## Start Given data
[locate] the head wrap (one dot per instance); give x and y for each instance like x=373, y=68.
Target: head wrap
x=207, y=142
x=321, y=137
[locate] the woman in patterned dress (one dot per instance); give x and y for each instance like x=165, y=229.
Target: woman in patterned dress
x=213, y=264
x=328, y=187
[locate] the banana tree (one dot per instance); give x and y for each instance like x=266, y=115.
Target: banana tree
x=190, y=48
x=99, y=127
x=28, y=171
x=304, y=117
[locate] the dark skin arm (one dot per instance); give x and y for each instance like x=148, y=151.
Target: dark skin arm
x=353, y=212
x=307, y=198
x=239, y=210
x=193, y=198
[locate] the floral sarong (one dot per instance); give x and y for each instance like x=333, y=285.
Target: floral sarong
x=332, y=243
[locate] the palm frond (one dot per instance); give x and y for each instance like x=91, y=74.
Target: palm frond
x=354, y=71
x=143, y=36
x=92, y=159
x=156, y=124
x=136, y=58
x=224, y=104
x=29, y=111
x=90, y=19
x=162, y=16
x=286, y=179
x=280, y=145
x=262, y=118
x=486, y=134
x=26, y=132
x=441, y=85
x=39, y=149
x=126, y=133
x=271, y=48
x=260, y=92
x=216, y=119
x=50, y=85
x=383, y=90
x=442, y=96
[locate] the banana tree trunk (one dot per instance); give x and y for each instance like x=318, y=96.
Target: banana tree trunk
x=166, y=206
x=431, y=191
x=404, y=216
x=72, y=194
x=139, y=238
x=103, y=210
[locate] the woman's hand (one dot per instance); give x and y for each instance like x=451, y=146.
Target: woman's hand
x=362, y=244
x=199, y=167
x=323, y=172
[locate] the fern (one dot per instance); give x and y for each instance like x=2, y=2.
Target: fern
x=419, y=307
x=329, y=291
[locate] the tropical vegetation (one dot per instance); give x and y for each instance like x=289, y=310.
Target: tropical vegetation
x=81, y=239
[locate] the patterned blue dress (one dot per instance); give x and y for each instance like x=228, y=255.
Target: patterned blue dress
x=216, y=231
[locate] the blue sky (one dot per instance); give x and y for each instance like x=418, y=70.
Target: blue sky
## End Given data
# Task details:
Reproduce the entries word for word, starting at their first line and ending at the line containing "x=323, y=172", with both of those lines included.

# Complete output:
[locate] the head wrap (one dot per instance); give x and y for each instance like x=373, y=68.
Target: head wrap
x=207, y=142
x=321, y=137
[locate] the woman in patterned dress (one dot per instance); give x and y for each instance like x=165, y=229.
Target: woman in patterned dress
x=213, y=264
x=328, y=187
[locate] the banana tree (one dot per instance); give x and y for each instance like x=266, y=115.
Target: banana tree
x=190, y=48
x=99, y=127
x=28, y=171
x=304, y=117
[locate] the dark skin arm (one dot per instance); give x and y for each instance like x=148, y=151.
Target: dark skin arm
x=353, y=212
x=307, y=198
x=239, y=210
x=193, y=198
[locate] the floral sarong (one dot per instance); give x and y for each instance like x=333, y=285.
Target: floral sarong
x=332, y=243
[locate] the palm frond (one dot per instance); give x and y for each instance like x=91, y=74.
Target: palm frond
x=354, y=71
x=143, y=36
x=92, y=159
x=156, y=124
x=136, y=58
x=224, y=104
x=29, y=111
x=90, y=19
x=162, y=16
x=286, y=179
x=280, y=145
x=262, y=118
x=486, y=134
x=26, y=132
x=441, y=85
x=39, y=149
x=126, y=133
x=271, y=48
x=260, y=92
x=216, y=119
x=50, y=85
x=383, y=90
x=442, y=96
[locate] the banana tree trunk (one dot per instance); give x and y for each instance like x=318, y=96.
Target: banana tree trunk
x=166, y=206
x=431, y=191
x=404, y=216
x=72, y=194
x=139, y=238
x=103, y=210
[locate] the woman's hand (one dot per instance); give x and y for each instance like x=451, y=146.
Target: woman's hand
x=362, y=244
x=199, y=167
x=323, y=172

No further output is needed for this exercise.